GOAL> Give the listing below as a two-column CSV with the headers instruction and points. Each row should hold one piece of text and its answer, with every field in double quotes, line breaks replaced by spaces, and the pictures left out.

DATA>
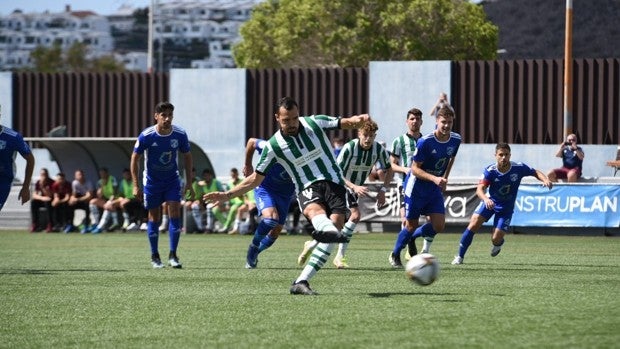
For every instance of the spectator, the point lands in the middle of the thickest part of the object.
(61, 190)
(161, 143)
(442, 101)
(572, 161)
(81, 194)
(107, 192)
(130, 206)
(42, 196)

ANSWER TO THIS EXERCISE>
instruction,points
"For every instance of the spectator, the point lands in the middle of the thickest part of the object.","(61, 190) (161, 143) (442, 101) (572, 161) (81, 194) (107, 192) (130, 206) (42, 196)"